::: Source passage :::

What I've noticed about some of my friends who are just getting by - if they have extra cash, they don't think about saving it first
. They think about what extra fun they could have with it like getting a watch they had been wanting for a while - an Apple Watch. Or they get laid off and take the long vacation they always wanted to take but couldn't because they were working and had no time to. Money? Oh they got severance and would be getting unemployment, plus they could dip into savings if they had to. (That's what they (my friends) would say.) They always seem to come out of the other end fine somehow, which kind of amazes me every time.
It is a different mentality.

My friend recently sold his house...he built too big of a house and ended up house poor barely making ends meet with his modest income. This went on for almost 10 years, living cheque to cheque and never being able to take a vacation, etc. Yet, he still went out for lunch 3x a week dropping $20 each time, and was always buying things he really didn't need.

:::

- [Request] Reproduce the part of the passage on money habits that opens with the words containing "What I've noticed" and closes with "me every time.". The lines after this point aren't needed.

::: Recorded data :::

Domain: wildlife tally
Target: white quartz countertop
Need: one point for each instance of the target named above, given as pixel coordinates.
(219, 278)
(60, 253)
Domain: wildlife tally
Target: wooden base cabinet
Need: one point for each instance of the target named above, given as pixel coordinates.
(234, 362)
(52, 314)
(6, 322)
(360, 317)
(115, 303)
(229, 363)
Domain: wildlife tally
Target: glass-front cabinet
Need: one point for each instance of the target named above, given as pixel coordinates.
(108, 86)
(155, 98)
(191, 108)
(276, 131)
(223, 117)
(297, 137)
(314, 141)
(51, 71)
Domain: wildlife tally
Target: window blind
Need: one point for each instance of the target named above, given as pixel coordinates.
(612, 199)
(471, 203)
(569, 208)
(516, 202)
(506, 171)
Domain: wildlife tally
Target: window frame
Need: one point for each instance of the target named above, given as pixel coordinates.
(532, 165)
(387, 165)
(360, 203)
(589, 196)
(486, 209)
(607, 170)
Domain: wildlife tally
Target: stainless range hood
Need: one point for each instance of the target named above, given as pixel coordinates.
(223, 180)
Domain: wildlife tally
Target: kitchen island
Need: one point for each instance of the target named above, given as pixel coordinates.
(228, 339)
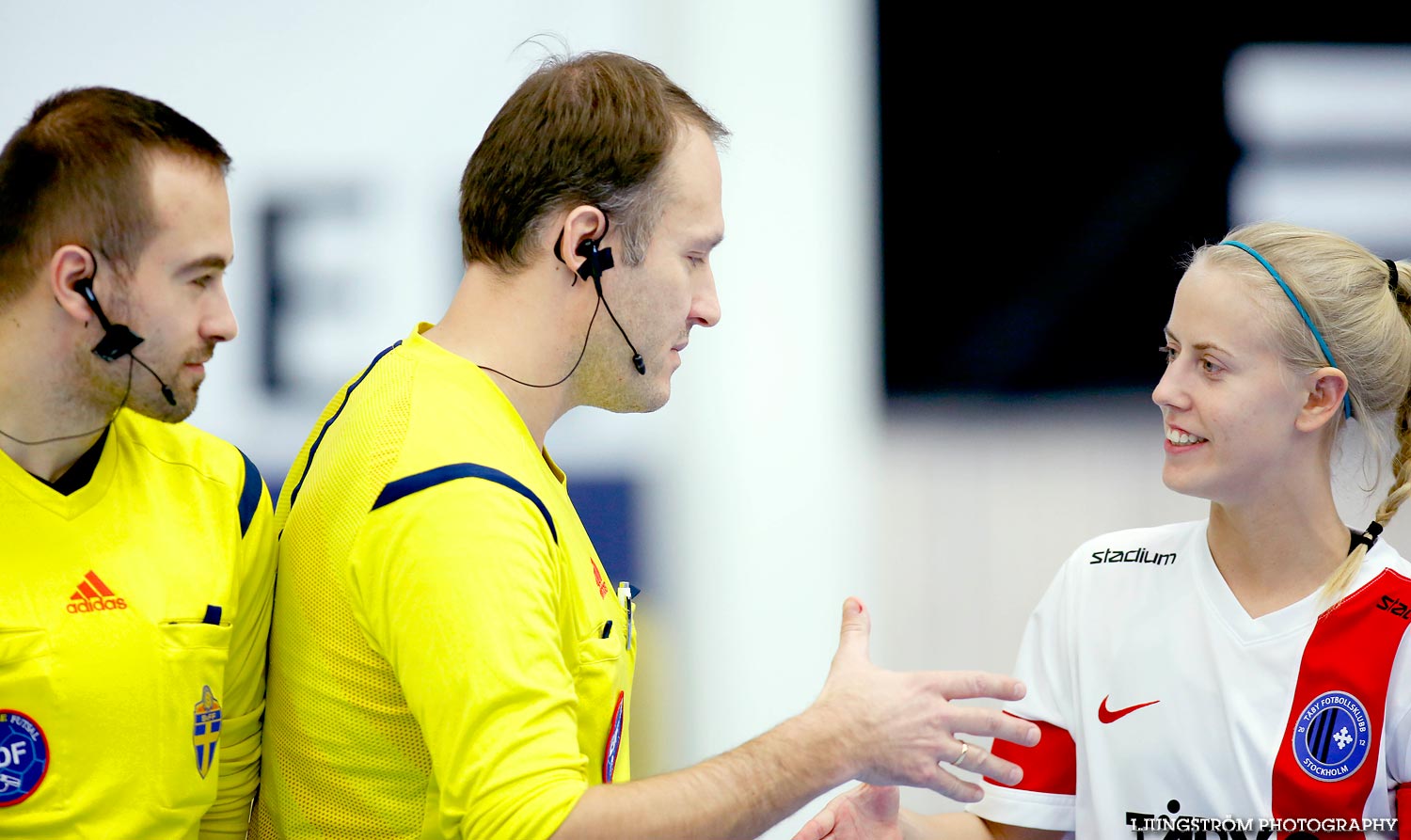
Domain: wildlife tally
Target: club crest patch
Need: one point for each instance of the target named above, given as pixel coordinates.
(1331, 738)
(206, 733)
(614, 741)
(24, 757)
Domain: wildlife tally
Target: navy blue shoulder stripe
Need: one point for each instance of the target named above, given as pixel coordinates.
(325, 430)
(404, 487)
(248, 495)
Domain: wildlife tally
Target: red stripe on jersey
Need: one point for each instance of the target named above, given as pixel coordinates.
(1050, 766)
(1351, 650)
(98, 583)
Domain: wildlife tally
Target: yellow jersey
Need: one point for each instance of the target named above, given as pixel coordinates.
(133, 634)
(448, 657)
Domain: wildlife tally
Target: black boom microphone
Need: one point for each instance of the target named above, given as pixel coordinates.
(118, 339)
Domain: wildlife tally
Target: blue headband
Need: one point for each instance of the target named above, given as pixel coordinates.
(1346, 398)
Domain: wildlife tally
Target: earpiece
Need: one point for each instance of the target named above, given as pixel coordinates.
(118, 339)
(595, 262)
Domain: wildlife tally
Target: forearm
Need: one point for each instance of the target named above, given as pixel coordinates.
(738, 794)
(965, 826)
(944, 826)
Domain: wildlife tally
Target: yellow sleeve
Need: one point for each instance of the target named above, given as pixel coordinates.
(243, 704)
(457, 588)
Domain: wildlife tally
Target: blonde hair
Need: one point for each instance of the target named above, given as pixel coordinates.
(1363, 318)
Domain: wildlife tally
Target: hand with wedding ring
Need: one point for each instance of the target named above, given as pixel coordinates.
(902, 727)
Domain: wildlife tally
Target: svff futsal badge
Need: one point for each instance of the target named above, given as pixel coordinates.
(24, 757)
(208, 730)
(614, 743)
(1331, 738)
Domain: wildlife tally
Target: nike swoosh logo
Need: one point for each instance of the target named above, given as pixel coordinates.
(1108, 716)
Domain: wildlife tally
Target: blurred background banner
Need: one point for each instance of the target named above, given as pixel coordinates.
(943, 285)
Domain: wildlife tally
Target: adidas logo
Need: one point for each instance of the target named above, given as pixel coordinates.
(93, 596)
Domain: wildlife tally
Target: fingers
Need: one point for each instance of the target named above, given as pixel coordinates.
(992, 723)
(816, 829)
(947, 785)
(820, 826)
(857, 628)
(878, 802)
(976, 760)
(964, 685)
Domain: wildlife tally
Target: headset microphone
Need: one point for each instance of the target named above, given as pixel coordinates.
(118, 339)
(595, 262)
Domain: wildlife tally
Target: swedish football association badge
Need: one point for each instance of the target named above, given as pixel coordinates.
(208, 730)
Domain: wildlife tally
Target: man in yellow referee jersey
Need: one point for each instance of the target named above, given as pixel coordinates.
(449, 658)
(137, 552)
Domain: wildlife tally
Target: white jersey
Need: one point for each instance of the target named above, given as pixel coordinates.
(1167, 710)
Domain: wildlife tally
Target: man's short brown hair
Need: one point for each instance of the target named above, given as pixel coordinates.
(78, 172)
(593, 129)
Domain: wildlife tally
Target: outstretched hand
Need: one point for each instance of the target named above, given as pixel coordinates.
(865, 812)
(900, 726)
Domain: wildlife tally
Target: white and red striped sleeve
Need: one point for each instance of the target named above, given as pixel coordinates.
(1046, 797)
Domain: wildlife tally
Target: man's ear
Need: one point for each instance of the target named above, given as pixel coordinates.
(581, 223)
(1326, 388)
(67, 268)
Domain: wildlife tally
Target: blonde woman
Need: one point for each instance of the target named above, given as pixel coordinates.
(1245, 675)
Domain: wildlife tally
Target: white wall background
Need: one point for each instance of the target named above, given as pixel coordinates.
(775, 484)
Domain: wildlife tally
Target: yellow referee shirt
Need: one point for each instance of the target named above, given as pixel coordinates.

:::

- [Correct answer]
What I've noticed about some of my friends who are just getting by - if they have extra cash, they don't think about saving it first
. They think about what extra fun they could have with it like getting a watch they had been wanting for a while - an Apple Watch. Or they get laid off and take the long vacation they always wanted to take but couldn't because they were working and had no time to. Money? Oh they got severance and would be getting unemployment, plus they could dip into savings if they had to. (That's what they (my friends) would say.) They always seem to come out of the other end fine somehow, which kind of amazes me every time.